** Exercise requirements **
**a)** Decide whether each statement agrees with the Pippin review, answering yes or no and quoting the words of the review that settle it: (i) The reviewer liked the production's high concept on paper. (ii) In this production, a woman plays the Lead Player. (iii) Diane Marie Paulus directed the recent Broadway revival of Hair.
**b)** Using the Pippin review, explain in one to three sentences why the reviewer cringed at the idea of a Cirque du Soleil Pippin.
**c)** Write out the passage of the Pippin review starting at "First, I give" and ending at "woman. Why not?".

** Exercise text **
On paper, I don’t like the high concept ART used: Basically, a Cirque du Soleil Pippin. I cringed at the thought. I remember how much I dislike that concept when I’ve seen used in various disappointing productions of Bernstein’s Candide.
But somehow, it works.
First, I give credit to director Diane Marie Paulus, who must be some kind of mad genius. She was the director of the recent Broadway revival of another of my favorite musicals, Hair… which was the best production of that show I’ve ever seen. She and her team are not afraid to reexamine, to tinker, to re-think.
This time around, the story of Charlemagne’s feckless oldest son is told by a circus troupe, and the Lead Player (originally played by Ben Vereen) is now played by a woman. Why not?

(Dataset entries)
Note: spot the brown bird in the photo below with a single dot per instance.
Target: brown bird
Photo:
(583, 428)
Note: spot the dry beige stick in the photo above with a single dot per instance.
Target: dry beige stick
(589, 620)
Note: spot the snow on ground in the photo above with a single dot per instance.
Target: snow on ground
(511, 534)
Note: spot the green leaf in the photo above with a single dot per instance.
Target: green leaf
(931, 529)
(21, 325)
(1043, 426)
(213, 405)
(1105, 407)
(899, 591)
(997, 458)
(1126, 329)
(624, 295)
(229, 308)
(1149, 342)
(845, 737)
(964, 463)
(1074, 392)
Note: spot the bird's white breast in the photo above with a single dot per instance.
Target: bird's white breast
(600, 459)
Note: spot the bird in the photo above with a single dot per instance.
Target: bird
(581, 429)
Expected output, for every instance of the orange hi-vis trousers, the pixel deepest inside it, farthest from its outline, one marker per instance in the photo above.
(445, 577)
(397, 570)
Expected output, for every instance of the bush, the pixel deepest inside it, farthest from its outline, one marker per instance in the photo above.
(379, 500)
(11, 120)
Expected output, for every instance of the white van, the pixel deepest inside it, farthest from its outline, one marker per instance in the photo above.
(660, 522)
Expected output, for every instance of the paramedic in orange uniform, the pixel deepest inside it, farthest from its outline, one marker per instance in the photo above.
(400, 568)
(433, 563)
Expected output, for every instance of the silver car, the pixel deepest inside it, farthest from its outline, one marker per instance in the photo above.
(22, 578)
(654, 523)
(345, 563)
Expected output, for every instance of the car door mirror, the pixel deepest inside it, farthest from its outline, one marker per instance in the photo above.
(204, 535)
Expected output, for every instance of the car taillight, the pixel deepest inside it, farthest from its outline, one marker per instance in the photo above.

** List of answers **
**a)**
(i) No: "On paper, I don’t like the high concept ART used"
(ii) Yes: "the Lead Player (originally played by Ben Vereen) is now played by a woman"
(iii) Yes: "She was the director of the recent Broadway revival of another of my favorite musicals, Hair"

**b)** The reviewer cringed because of past experience with that concept. They remember disliking it when they saw it used in various disappointing productions of Bernstein's Candide.

**c)**
First, I give credit to director Diane Marie Paulus, who must be some kind of mad genius. She was the director of the recent Broadway revival of another of my favorite musicals, Hair… which was the best production of that show I’ve ever seen. She and her team are not afraid to reexamine, to tinker, to re-think.
This time around, the story of Charlemagne’s feckless oldest son is told by a circus troupe, and the Lead Player (originally played by Ben Vereen) is now played by a woman. Why not?